> [Task statement]
Reproduce the material below word for word, leaving out the pictures.

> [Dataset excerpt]
>> begin
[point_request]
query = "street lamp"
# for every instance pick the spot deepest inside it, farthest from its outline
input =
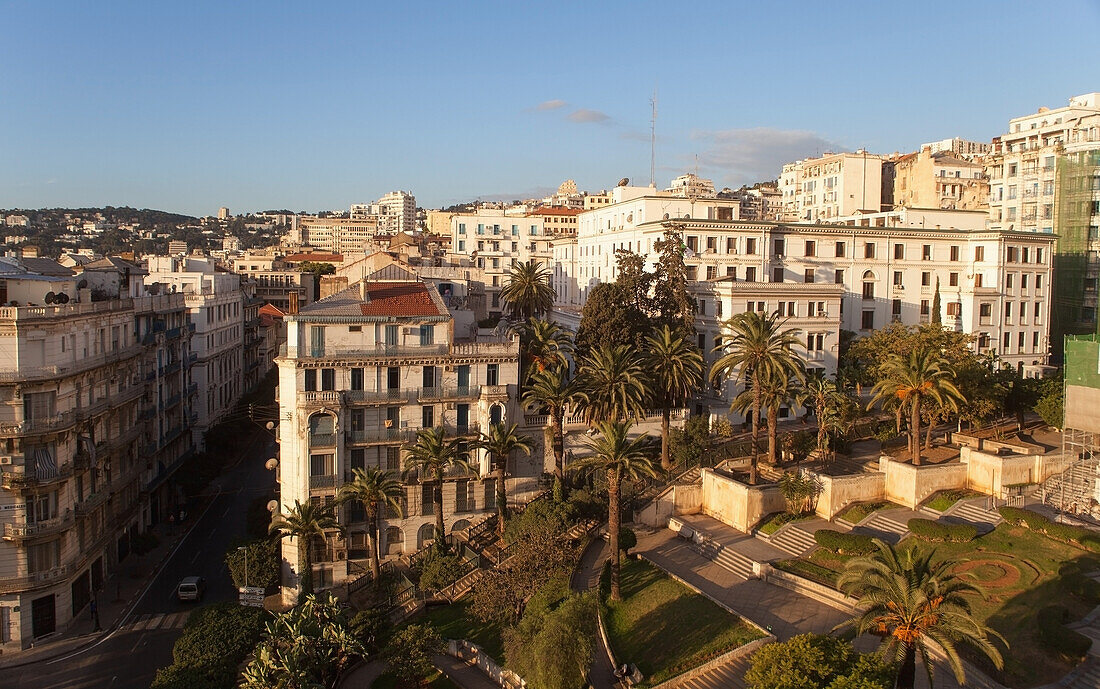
(245, 564)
>> end
> [Written answer]
[point_request]
query = "street lamp"
# for every instance pick the spot deepest inside it, farthest from its outline
input =
(245, 564)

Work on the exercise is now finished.